# Router bits advice



## Nial Foster (Mar 27, 2015)

Hi everyone, I'm looking for a site that sells high quality router bits but with free shipping. Any ideas?


----------



## woodchux (Jul 6, 2014)

Most high quality router bit suppliers usually do not offer "free shipping", but you may get a price break if you order a large quantity. Best to check with the supplier - either by phone or on line. Be safe.


----------



## ryan50hrl (Jun 30, 2012)

Check hartville tool for whiteside bits


----------



## epicfail48 (Mar 27, 2014)

Check amazon. You can find a lot of high quality manufacturers on there, Freud and the like, and nearly anything sold by Amazon will qualify for either the free shipping over $35 or free prime shipping. 

Free shipping is a misnomer though. The amount of time you can spend searching for a seller that has free shipping for what you want that doesn't take a month, you could just go to rockler or mlcs or something and pay the $3 shipping.


----------



## Thorn495 (Feb 28, 2014)

Hartville tools ships very quickly. Good place to order Whiteside bits. :thumbsup:

I've had good luck with Whiteside, Infinity, Amana, Magnate, Bosch, and Freud bits. I've gotten a few cheaper made bits from Yonico and Woodriver without any problems from them either. I've used a few router bits in a 1/2" chuck on the tail stock of my lathe with better results than using them in my hand held plunge router :blink:

Too much vibration and tear-out when you dare use a bit bigger than 1" with a router in my experience.

Material -

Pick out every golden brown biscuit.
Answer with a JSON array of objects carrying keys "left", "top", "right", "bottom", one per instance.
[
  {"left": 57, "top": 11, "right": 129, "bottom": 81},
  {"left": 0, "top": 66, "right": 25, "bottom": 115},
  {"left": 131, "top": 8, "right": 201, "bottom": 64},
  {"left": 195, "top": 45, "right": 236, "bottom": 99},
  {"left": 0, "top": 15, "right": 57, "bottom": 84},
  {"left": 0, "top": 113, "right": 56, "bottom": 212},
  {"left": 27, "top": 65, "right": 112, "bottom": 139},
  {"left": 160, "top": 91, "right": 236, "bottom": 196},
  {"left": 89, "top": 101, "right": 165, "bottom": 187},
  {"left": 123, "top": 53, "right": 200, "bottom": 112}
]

Exercise -
Rewrite the router bits thread starting at "## epicfail48 (Mar" and ending at "(Feb 28, 2014)", changing "seller" to "vendor".

Complete answer -
## epicfail48 (Mar 27, 2014)

Check amazon. You can find a lot of high quality manufacturers on there, Freud and the like, and nearly anything sold by Amazon will qualify for either the free shipping over $35 or free prime shipping. 

Free shipping is a misnomer though. The amount of time you can spend searching for a vendor that has free shipping for what you want that doesn't take a month, you could just go to rockler or mlcs or something and pay the $3 shipping.


----------



## Thorn495 (Feb 28, 2014)